> Aim of the exercise: Leaving out the images, please output every entry exactly as it appears.

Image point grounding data
▬▬▬▬▬▬▬▬▬▬
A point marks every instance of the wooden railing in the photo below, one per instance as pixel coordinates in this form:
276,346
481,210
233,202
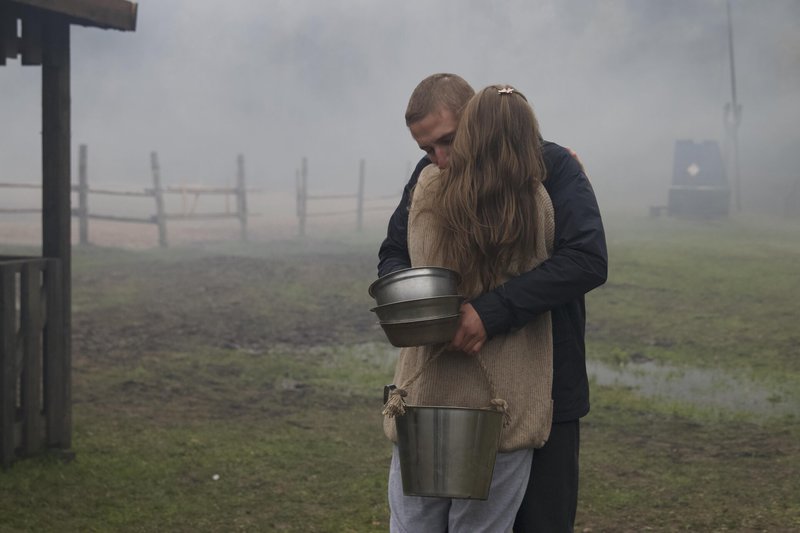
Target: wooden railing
386,203
34,366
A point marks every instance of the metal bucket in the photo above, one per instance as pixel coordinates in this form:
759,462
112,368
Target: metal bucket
448,452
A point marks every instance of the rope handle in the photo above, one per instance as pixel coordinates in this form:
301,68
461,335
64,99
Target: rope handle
395,405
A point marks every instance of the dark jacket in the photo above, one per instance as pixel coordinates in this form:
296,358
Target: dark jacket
579,264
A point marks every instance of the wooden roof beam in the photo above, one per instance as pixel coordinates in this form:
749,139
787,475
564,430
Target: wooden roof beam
108,14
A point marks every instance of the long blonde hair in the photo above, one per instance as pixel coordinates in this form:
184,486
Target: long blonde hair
486,197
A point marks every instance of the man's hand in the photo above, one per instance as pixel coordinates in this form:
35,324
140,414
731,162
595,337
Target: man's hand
471,334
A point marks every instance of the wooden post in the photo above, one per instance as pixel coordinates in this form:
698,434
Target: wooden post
56,196
241,197
302,201
8,355
83,196
360,199
53,353
158,192
31,382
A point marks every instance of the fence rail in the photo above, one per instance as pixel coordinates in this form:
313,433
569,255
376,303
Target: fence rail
157,192
303,197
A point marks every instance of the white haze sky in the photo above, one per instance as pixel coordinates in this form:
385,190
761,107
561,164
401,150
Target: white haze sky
619,81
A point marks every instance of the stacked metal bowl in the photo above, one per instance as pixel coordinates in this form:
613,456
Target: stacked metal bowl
417,306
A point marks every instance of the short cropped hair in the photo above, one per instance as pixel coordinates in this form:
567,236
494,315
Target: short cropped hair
438,91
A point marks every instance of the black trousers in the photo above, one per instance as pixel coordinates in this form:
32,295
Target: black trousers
552,497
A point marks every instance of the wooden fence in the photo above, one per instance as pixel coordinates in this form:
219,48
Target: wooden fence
157,193
34,390
303,197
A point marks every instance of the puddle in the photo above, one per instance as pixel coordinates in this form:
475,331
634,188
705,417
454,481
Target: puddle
700,387
703,388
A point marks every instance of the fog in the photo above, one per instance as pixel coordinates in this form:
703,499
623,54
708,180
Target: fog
618,81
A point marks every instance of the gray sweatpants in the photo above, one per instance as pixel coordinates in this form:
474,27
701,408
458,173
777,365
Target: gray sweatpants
415,514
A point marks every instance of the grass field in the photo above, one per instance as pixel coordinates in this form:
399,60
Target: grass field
238,388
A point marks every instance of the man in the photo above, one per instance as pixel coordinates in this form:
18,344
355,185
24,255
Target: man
578,264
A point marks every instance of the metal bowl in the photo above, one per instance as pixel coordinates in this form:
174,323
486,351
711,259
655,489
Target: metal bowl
403,333
419,309
414,283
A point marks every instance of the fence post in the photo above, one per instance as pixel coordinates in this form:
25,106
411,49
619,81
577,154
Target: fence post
8,365
302,182
158,192
241,197
360,200
83,195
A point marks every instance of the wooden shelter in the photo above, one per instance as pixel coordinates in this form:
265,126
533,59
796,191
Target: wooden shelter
35,301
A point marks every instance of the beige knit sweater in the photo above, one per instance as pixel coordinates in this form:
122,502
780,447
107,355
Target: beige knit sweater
519,364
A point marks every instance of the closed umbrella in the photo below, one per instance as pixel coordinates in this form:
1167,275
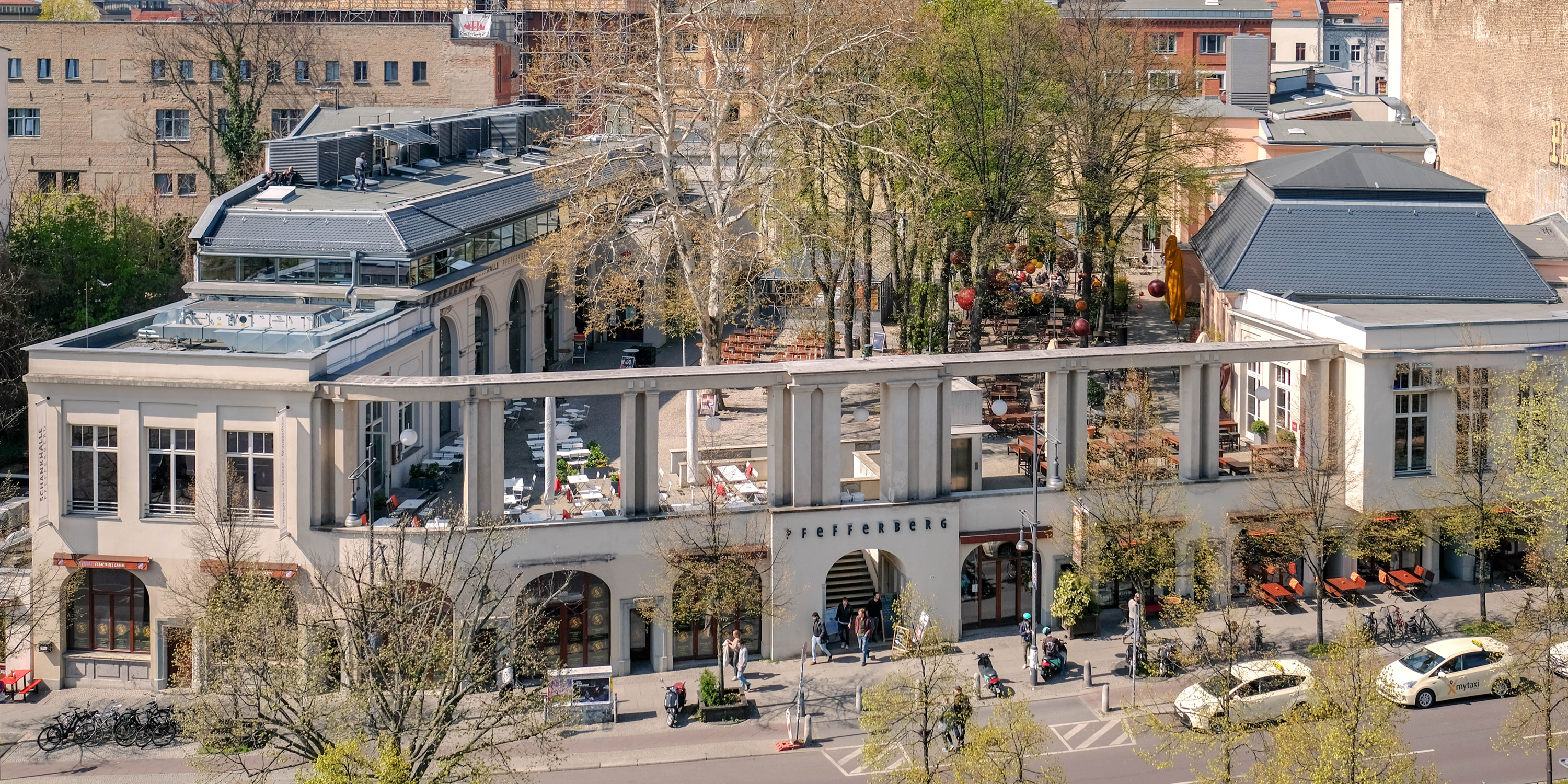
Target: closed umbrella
1175,286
▬▬▬▬▬▬▬▬▬▬
> Your solution:
A point marks every instance of the wooden railing in the photo below, one per instance as pixel coordinates in this form:
276,346
481,210
233,202
Target: wooden railing
386,203
34,366
A point marks every instance of the metal bucket in the photo above, one per instance as pixel coordinates in this form:
759,462
112,368
Target: metal bucket
448,452
A point marks every instance of the rope handle in the photo above, one per instance as pixel coordinates in this form:
301,68
461,335
64,99
Target: rope handle
395,405
A point marks every instance of the dark jacket in the photo above, one per instance as pixel coordinates in this form:
296,358
Target: dark jacket
579,264
A point marks every instance of the wooden roof beam in the photo above, one per instance as pixel coordinates in this form:
749,139
787,475
564,430
Target: wooden roof beam
108,14
A point marks every instance of the long blonde hair in the photo above, one per instance as pixel coordinates in this form:
184,486
Target: long blonde hair
486,197
A point marks every instance of the man's hand in the photo above, one per instance as pixel coordinates in this form:
35,324
140,414
731,162
595,337
Target: man's hand
471,334
A point marks every instance of the wooden post in the photo above, one per instance as pixel coordinates in this form:
698,434
Target: wooden post
56,196
241,197
302,201
8,355
83,196
360,199
53,353
158,192
31,382
A point marks every instance of the fence rail in the photo above, one per instance as pixel coordinates in this form:
313,433
569,255
376,303
Target: fence rail
157,192
303,197
A point marks every instance of the white haze sky in the photo above, one per instance as pixel coordinates in this form:
385,190
761,107
561,164
401,150
Target: white haze sky
619,81
A point marks every instance of the stacked metal bowl in the photo above, one per instance as pixel coordinates in this form:
613,456
Target: stacked metal bowl
417,306
A point marks every instance of the short cropped hair in the photo above, one per instance as pixel coordinates in this form:
567,236
494,315
Target: short cropped hair
438,91
A point marks every instance of the black trousers in the photo above, one per instance as pixel coordinates in this form:
32,295
Target: black trousers
552,497
A point marks every instance of the wooden fence in the photo above, one per instance as pixel coordinates in this form:
219,48
Target: wooden fence
157,193
34,390
303,197
A point marks every instance of the puddle in the photo above, one per instance as pixel coordinates in this form:
475,331
634,188
705,417
454,481
Target: puddle
700,387
703,388
A point marks every instance of the fog in the photo above, one per instance as pixel coordinates in this form:
703,499
623,54
708,180
Target: fog
618,81
A point marks every instance of the gray sweatpants in the photo above, one per instance as pixel coordinates in this form:
474,27
701,408
458,173
777,365
Target: gray sweatpants
415,514
A point marks every instance of the grass field in the photo above, one per instance as pixel coordinates in this form:
399,60
Target: grass field
238,388
A point marks every instance of the man in the photo above, one per instance as pixel coordinates in this form:
18,344
355,185
24,255
Target: man
578,264
A point marks every instance of the metal bowl in the photo above, one per instance as pixel coordinates in this form:
174,323
486,351
711,259
655,489
Target: metal bowl
403,333
419,309
414,283
A point marks every instance of the fence post in the photo above, one per instance as pixel coordinates in this form:
25,106
411,49
619,81
577,154
Target: fence post
8,365
302,182
158,192
241,197
360,200
83,195
A point marks every instance of the wooden shelter in the photo above, one per instance as pixel coordinates in this form:
265,126
533,59
796,191
Target: wooden shelter
35,301
A point marks every instance of the beige knit sweater in the photo above, one per instance as pixel coordinates in this form:
122,502
780,447
107,355
Target: beige knit sweater
519,364
A point marks every instance of the closed umbrella in the photo below, one per instance as pixel coordinates in this form:
1167,275
Target: closed umbrella
1175,286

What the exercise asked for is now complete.